Dataset excerpts -
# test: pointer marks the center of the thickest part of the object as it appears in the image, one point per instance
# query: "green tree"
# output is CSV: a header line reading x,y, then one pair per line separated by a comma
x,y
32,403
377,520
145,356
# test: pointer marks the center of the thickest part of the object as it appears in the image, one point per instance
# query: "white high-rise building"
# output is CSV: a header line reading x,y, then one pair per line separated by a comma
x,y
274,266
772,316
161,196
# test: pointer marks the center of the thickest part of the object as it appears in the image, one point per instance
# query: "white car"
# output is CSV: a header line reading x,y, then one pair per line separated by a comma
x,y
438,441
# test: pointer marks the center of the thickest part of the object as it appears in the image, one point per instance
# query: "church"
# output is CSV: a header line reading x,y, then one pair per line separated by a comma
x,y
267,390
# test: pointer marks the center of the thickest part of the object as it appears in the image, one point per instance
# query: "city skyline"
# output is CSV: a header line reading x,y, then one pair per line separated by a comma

...

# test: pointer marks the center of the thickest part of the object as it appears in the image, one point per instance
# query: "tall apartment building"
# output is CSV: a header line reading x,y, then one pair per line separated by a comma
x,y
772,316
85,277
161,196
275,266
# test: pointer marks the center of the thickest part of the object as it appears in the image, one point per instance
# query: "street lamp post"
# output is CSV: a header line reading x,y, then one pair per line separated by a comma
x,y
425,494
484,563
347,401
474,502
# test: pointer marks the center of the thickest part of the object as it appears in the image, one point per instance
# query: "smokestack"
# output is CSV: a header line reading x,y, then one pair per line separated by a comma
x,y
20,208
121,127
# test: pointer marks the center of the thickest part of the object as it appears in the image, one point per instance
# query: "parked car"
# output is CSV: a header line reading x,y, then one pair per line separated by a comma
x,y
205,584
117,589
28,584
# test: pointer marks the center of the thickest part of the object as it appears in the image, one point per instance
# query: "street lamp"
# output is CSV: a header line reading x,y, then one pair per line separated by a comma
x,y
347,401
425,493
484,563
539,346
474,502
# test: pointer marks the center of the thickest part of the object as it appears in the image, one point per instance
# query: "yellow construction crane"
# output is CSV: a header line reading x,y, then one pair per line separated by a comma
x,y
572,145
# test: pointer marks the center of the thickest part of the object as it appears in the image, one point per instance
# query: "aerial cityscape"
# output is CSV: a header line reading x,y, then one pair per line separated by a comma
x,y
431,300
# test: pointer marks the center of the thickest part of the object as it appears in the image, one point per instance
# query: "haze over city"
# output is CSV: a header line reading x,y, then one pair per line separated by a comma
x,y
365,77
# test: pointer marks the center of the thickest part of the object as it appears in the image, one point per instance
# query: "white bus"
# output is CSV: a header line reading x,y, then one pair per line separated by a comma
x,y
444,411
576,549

Task item -
Using the records above, count how many lines include the word "building", and reply only with that figure.

The completed task -
2